Items in a dataset listing:
------------------------------------

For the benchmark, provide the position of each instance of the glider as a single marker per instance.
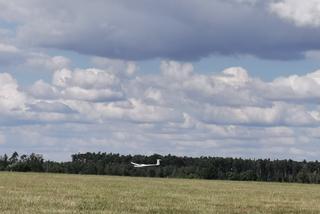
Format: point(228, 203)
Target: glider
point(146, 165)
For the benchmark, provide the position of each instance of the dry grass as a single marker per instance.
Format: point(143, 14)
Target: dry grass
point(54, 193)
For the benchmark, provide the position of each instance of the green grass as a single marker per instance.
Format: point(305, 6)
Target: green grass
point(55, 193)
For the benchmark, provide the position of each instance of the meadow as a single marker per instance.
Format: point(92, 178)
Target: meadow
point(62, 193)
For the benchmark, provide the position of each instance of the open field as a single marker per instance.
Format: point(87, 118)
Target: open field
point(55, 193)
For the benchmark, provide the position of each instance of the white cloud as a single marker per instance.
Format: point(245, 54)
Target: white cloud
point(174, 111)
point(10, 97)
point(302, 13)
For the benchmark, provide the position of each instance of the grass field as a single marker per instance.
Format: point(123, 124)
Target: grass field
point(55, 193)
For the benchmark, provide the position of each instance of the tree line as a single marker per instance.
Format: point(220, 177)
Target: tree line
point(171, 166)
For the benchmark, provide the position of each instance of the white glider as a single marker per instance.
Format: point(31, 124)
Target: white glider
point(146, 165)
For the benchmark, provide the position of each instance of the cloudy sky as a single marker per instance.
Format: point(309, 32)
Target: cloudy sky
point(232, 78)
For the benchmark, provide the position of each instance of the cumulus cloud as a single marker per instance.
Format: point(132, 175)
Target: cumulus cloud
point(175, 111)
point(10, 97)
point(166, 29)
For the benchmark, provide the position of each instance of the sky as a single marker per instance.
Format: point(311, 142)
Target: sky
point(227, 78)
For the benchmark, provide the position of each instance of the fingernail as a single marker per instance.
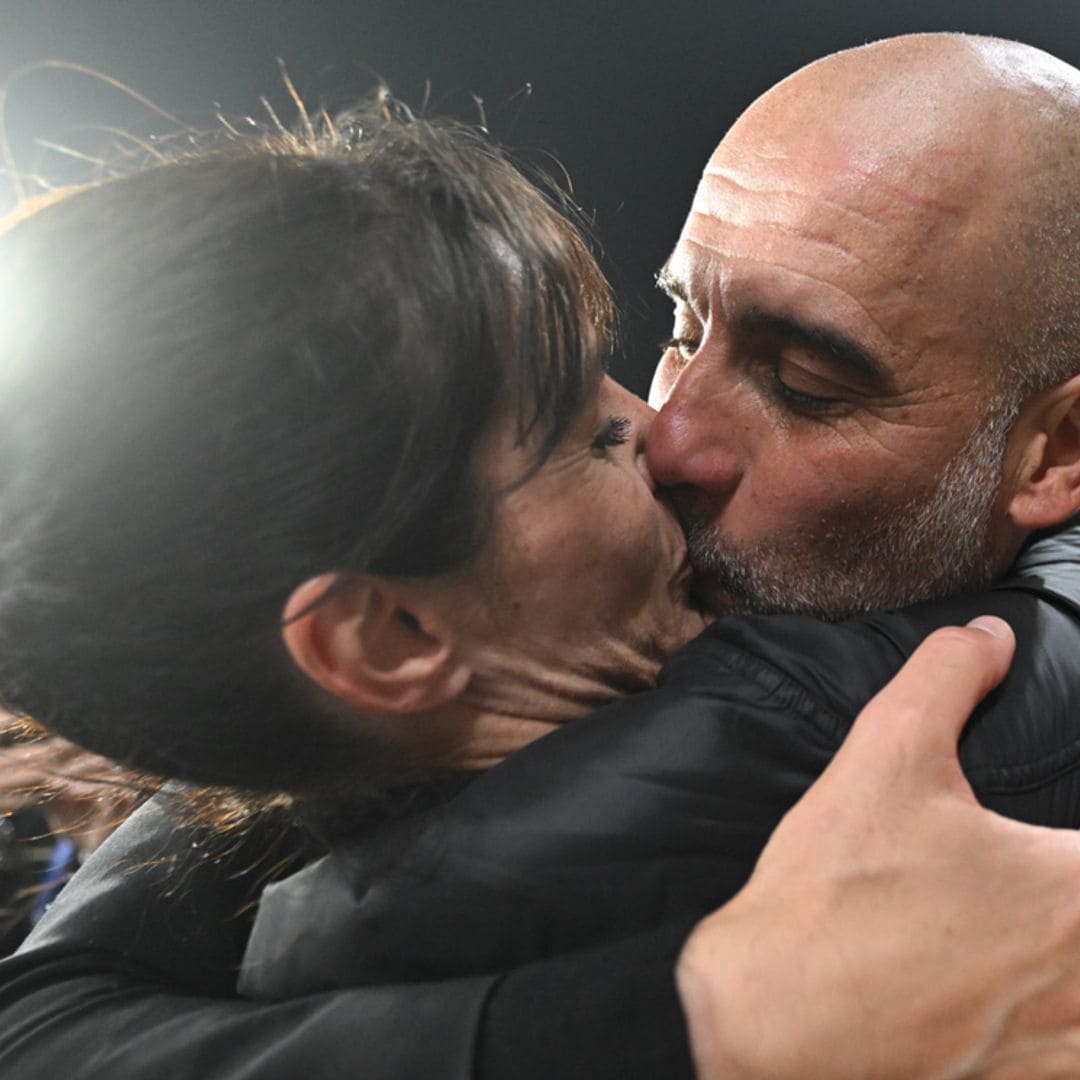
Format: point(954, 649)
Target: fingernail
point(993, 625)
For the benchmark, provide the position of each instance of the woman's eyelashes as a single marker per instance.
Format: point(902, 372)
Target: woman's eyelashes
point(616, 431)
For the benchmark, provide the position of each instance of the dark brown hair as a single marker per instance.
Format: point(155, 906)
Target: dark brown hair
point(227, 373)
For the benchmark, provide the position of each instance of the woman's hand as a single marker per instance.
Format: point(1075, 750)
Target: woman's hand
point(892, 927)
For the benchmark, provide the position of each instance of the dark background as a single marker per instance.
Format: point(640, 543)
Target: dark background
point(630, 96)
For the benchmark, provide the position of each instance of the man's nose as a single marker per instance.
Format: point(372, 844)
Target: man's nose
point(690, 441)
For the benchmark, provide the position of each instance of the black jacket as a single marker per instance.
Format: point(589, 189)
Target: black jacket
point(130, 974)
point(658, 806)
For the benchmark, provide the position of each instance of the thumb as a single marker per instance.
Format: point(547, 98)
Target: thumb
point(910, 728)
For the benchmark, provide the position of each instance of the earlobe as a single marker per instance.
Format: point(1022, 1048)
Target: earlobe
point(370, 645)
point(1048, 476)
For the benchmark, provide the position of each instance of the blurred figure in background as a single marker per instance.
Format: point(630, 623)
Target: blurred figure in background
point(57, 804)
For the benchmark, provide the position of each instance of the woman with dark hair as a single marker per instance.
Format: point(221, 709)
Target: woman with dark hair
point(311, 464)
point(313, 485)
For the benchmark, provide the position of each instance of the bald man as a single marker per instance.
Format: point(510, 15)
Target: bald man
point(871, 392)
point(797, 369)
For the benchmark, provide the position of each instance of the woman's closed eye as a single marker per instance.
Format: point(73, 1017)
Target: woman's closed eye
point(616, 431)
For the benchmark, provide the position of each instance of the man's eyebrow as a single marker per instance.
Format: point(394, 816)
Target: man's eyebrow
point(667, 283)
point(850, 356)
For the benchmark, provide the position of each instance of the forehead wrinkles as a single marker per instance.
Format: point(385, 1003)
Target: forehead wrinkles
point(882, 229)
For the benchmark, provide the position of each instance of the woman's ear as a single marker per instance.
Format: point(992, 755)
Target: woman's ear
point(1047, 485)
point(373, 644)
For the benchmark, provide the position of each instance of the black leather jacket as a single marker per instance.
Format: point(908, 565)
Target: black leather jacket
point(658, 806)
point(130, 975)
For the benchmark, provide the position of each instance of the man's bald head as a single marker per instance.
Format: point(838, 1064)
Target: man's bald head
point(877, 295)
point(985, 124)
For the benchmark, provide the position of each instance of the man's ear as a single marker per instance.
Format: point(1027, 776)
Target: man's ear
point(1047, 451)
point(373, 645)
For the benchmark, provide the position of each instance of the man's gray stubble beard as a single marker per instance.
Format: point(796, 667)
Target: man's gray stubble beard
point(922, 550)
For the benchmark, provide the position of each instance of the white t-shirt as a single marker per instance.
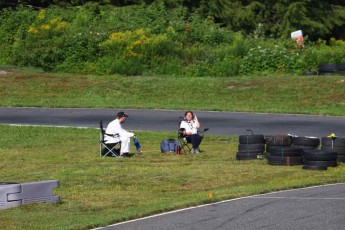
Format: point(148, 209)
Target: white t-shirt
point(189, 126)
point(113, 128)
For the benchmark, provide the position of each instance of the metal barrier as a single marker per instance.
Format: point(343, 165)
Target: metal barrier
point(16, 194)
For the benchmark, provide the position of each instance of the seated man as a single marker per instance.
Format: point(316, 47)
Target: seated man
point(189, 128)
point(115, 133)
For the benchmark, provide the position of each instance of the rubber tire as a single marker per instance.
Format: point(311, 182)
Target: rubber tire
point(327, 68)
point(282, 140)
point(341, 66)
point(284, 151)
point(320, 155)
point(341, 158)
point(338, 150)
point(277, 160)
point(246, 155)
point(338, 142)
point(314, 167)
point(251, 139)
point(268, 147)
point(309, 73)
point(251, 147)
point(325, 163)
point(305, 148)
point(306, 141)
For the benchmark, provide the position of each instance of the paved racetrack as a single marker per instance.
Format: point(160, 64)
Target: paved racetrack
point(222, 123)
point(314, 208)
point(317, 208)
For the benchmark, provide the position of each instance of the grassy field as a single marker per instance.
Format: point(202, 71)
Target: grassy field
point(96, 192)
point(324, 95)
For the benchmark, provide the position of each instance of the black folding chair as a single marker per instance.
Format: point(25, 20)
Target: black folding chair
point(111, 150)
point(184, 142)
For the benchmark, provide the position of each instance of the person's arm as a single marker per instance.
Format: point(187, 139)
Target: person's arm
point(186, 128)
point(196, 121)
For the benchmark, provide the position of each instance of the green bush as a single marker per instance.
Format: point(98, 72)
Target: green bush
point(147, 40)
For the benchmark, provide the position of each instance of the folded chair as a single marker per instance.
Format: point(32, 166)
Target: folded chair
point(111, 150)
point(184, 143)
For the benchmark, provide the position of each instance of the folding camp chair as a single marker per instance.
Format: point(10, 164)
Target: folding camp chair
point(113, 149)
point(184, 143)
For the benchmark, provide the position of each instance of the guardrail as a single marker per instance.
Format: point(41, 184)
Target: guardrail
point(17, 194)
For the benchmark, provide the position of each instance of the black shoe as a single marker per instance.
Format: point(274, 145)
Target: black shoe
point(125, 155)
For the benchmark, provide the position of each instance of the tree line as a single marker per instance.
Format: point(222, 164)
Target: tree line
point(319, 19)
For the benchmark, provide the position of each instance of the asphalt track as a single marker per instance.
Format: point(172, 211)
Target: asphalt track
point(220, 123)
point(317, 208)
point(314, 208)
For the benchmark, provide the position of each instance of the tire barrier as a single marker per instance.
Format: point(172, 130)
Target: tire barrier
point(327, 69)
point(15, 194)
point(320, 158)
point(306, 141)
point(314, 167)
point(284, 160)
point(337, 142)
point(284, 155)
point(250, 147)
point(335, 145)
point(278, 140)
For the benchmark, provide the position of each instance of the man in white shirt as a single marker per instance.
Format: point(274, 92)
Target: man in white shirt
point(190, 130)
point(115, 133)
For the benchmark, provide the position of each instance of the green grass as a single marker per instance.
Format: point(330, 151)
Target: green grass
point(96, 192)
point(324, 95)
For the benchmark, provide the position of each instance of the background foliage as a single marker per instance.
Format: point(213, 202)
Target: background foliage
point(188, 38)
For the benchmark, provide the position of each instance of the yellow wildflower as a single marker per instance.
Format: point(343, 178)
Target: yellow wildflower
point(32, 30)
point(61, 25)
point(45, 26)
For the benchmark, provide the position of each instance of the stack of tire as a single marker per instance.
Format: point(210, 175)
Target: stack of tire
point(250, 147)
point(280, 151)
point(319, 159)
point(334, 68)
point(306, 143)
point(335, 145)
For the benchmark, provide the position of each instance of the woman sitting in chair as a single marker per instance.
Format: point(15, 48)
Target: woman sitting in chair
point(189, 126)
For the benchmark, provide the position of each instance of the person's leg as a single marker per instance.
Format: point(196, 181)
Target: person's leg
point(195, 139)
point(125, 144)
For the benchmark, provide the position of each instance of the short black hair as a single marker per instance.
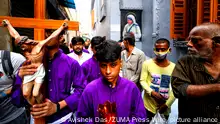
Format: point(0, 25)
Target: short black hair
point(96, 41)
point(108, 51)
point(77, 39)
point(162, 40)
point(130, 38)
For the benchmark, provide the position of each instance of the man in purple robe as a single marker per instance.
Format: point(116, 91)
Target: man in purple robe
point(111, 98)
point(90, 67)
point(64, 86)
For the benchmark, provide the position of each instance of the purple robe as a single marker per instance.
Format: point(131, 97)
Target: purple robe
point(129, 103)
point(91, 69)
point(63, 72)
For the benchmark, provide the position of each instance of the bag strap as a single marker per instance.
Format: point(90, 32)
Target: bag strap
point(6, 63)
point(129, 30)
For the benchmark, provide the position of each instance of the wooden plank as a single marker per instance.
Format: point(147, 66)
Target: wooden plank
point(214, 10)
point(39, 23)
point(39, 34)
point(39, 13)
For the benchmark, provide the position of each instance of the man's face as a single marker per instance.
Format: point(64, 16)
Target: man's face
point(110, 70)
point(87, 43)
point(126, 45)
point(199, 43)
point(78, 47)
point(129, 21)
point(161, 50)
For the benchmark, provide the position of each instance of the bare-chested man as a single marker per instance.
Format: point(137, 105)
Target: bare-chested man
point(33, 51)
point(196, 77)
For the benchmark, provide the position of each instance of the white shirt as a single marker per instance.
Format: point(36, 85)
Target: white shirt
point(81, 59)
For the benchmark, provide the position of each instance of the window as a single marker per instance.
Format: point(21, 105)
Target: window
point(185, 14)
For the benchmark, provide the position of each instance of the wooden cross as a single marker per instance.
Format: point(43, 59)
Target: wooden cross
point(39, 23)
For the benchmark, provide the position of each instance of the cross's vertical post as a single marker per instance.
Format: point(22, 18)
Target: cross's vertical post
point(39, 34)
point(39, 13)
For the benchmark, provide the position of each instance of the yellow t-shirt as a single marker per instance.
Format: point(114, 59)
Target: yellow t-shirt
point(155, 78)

------------------------------------

PROBLEM TO WORK ON:
Present the stretch of the listing from the line containing "plank as a single marker per instance." through the line containing "point(161, 50)" as a Markdown table with the columns Row and Line, one numbered row per line and no blank lines.

RESULT OF THIS TASK:
| Row | Line |
|---|---|
| 1 | For the benchmark, provide the position of each instance of the wooden plank as a single marker per instance. |
| 2 | Format: point(147, 66) |
| 3 | Target: wooden plank |
| 4 | point(214, 10) |
| 5 | point(39, 23) |
| 6 | point(39, 34) |
| 7 | point(39, 13) |
| 8 | For the benchmark, provide the position of each instance of the man's face as a single marker per instance. |
| 9 | Format: point(64, 16) |
| 10 | Target: man's face |
| 11 | point(110, 70) |
| 12 | point(87, 43) |
| 13 | point(126, 45) |
| 14 | point(199, 43) |
| 15 | point(78, 47) |
| 16 | point(129, 21) |
| 17 | point(161, 50) |